Stored entries:

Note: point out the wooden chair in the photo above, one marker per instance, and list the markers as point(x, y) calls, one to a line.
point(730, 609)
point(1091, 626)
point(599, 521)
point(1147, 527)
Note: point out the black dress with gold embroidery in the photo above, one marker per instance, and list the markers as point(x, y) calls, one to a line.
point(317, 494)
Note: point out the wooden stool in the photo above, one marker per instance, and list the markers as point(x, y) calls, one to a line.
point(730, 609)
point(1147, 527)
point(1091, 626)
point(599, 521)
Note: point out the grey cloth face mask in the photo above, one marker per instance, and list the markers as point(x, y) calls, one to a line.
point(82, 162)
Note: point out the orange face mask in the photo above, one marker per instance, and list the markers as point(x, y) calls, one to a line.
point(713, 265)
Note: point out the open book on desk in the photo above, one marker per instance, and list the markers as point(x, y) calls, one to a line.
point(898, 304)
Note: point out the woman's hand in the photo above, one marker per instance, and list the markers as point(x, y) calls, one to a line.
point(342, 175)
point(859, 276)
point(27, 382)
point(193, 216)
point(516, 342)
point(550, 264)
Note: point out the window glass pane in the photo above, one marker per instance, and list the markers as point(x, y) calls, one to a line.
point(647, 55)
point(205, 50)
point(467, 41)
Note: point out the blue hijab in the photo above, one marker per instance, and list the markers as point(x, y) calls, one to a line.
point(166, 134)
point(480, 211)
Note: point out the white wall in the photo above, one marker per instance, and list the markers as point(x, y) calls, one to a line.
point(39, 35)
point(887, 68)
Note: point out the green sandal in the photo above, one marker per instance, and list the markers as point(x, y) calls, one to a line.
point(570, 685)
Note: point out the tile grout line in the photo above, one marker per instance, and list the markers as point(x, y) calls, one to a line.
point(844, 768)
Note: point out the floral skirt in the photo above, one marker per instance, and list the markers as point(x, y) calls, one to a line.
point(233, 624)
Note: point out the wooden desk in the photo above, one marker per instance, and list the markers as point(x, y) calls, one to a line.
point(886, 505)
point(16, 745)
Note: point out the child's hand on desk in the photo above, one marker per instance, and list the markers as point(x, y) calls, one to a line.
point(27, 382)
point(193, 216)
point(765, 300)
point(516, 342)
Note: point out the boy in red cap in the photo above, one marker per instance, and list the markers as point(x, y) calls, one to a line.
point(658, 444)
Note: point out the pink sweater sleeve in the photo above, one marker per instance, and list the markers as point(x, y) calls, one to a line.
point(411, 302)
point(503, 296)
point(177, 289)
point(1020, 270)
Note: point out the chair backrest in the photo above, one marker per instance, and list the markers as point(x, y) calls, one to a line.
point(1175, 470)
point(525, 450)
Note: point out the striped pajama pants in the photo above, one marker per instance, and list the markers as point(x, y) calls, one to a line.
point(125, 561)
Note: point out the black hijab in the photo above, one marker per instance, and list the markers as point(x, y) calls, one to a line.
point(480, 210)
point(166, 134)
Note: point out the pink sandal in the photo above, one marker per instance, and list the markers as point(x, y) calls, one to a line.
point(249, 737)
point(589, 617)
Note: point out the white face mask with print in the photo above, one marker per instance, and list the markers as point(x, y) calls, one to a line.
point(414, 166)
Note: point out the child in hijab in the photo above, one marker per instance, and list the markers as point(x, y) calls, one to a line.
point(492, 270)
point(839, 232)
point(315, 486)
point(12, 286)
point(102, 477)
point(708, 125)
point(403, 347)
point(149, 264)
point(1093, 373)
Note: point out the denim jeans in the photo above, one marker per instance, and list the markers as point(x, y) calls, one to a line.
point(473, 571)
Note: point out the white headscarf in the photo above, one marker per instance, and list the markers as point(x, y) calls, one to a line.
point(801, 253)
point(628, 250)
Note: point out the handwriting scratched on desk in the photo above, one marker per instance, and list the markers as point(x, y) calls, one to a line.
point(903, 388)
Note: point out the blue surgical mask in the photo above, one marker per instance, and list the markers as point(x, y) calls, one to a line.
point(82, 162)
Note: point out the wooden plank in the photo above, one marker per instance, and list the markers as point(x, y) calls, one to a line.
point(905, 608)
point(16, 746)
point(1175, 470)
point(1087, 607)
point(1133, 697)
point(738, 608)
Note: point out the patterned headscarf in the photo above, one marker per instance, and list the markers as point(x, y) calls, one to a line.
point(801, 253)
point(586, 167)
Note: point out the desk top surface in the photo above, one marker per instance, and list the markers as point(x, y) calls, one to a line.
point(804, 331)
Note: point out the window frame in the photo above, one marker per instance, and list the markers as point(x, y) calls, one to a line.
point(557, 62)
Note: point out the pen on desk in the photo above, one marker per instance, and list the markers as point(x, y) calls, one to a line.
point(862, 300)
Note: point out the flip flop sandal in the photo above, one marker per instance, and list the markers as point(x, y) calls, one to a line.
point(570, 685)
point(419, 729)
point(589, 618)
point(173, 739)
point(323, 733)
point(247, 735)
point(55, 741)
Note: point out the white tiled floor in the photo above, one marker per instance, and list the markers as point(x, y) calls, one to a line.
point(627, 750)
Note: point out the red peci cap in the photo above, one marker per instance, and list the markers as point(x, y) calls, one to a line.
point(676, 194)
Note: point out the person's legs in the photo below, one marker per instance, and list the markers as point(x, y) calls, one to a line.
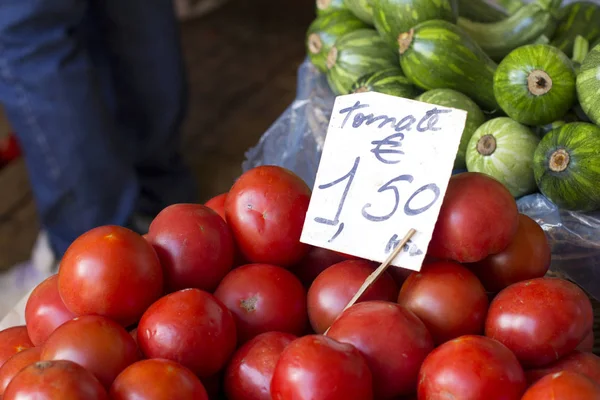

## Requirement
What you output should match the records line for line, minus the pictures.

## Answer box
Note: point out the wooden chair in the photo above, one marker per instance, and list the markers as point(x, y) calls, one to a line.
point(730, 609)
point(1091, 626)
point(599, 521)
point(1147, 527)
Note: point out the black dress with gold embroidery in the photo above, one marker per instance, and list the markers as point(x, y) calls, one to a line.
point(317, 494)
Note: point out the wooden stool in the photo above, one marker per instance, and list the markers as point(x, y) calls, one to a line.
point(730, 609)
point(1147, 527)
point(1091, 626)
point(599, 521)
Note: point out the grey cloth face mask in the photo above, one marker per instance, and list the markers as point(x, y) calls, one to a line.
point(82, 162)
Note: point out the orange face mask in the photo above, one marker per instance, and list the markers as point(x, y) calls, one to a line.
point(713, 265)
Note: point out the open book on desk in the photo above, one marker per instance, and list the markers as point(x, y) calls, one to a line.
point(898, 304)
Note: point out the woman's hand in the photo above, one marker per instance, and list the markers as point(x, y) calls, one to a line.
point(342, 175)
point(859, 276)
point(27, 382)
point(193, 216)
point(516, 342)
point(550, 264)
Note: point out the window glass pane in the photo above, one marker per instance, and list the markers as point(x, y) calls, one to a line.
point(647, 55)
point(205, 50)
point(467, 41)
Note: point out the blue hijab in the photo above, one marker per instance, and list the markers as point(x, y) calls, one to a line.
point(166, 134)
point(480, 211)
Note: point out the white wall in the photo above, one marker per instance, and list the markers as point(x, y) calls, one to a line.
point(39, 35)
point(887, 68)
Note: point out the green sandal in the photo above, one marker per instance, and list the markers as point(x, y) calls, one to a line.
point(570, 685)
Note: point out the tile grout line in the photo above, one marker per instance, and list the markers as point(x, y) calls, one to a line.
point(844, 768)
Note: point out the floral skirt in the photo above, one marker per instance, and list the markers as point(x, y) calls, one to a line.
point(233, 624)
Note: point out the wooden desk in the photo above, one marker per instance, and list the markers as point(x, y) calls, one to a line.
point(886, 505)
point(16, 745)
Note: point out the child's hand on desk in the photo above, one marker per instance, and list the markers as point(x, y) calls, one to a line.
point(27, 382)
point(193, 216)
point(765, 300)
point(516, 342)
Note: point out the boy in red cap in the photo above, one marker per instance, and list the markers as point(x, y) calls, one to a line.
point(658, 444)
Note: point out the pink sweater sleeve in the photo above, one marker per instance, and list the markers as point(x, y) calls, one to a line.
point(411, 302)
point(503, 296)
point(177, 289)
point(1020, 270)
Note: point out the chair backrest in the photo above, one marker per instance, and list the markers as point(x, y) calls, one to a line.
point(1175, 470)
point(525, 450)
Note: point out the striped pajama pants in the photo above, one marker per instance, and list the markers as point(x, y) calls, one to a line.
point(125, 561)
Note: point out the black hijab in the photo above, one marker per instance, and list the markers as point(x, y) calls, one to a line.
point(480, 210)
point(166, 134)
Note: point out the pink sandal in the photo above, one marker per instance, and list the markers as point(x, y) calls, one to a line.
point(249, 737)
point(589, 617)
Note: point out the white face mask with print in the photo above, one marker per instance, and list the markers as point(x, y) calls, one to a line.
point(414, 166)
Note: point out the child in hijab in the photo above, one marker per instance, and list the markers as point(x, y) calls, one to a line.
point(492, 270)
point(839, 232)
point(315, 486)
point(12, 286)
point(102, 477)
point(708, 125)
point(403, 347)
point(149, 264)
point(1093, 373)
Note: point out the denim jeans in the photo above, one marker per instance, and list the markers as point(x, y) calls, one to a line.
point(473, 571)
Note: point out the white headscarf in the photo above, one marker per instance, and list the markers as point(x, y) calls, one to a line.
point(801, 253)
point(628, 250)
Note: point out the handwriting scratched on desk in the photo above, one marker per instance, and list the markers as point(x, y) calls, one to a line.
point(903, 388)
Note: point out the blue surgical mask in the photo above, one marker per instance, and list the markers as point(x, y) calls, one to a line.
point(82, 162)
Note: point out the wooden plank in the photo above, one marker per instance, and list the markers as point(x, y) calls, one to a line.
point(905, 608)
point(16, 746)
point(1175, 470)
point(1087, 607)
point(1133, 697)
point(738, 608)
Note: point out the patterned headscarf in the photo above, one marker per instance, and list the markers as point(x, y) calls, one to a line.
point(801, 253)
point(586, 167)
Note: point out the desk top surface in the photo above, one marker per instance, and list the markers as point(x, y) calls, one to a line.
point(804, 331)
Note: point out the window frame in the photo above, one marker per instance, and list the markers as point(x, y) calls, one to a line.
point(557, 62)
Note: point out the pen on desk in the photo above, one marker per instance, and list the markers as point(x, y) calls, one to a line.
point(862, 300)
Note: point out the flip flop sandal in the photo above, one marker per instance, and list the markers as point(x, y) calls, one to a line.
point(570, 685)
point(419, 729)
point(589, 618)
point(173, 739)
point(323, 733)
point(247, 735)
point(55, 741)
Note: point out the white tiled floor in the photo above, one marker per instance, and list the markers as point(x, y) calls, one to a line.
point(627, 750)
Note: point out the red peci cap in the photo above, one marker per instance, and list the markers as point(x, y) calls, one to a line.
point(676, 194)
Note: point out the person's legs in the photo below, one marker per instance, and list the markers as point(x, y) calls, one to a line.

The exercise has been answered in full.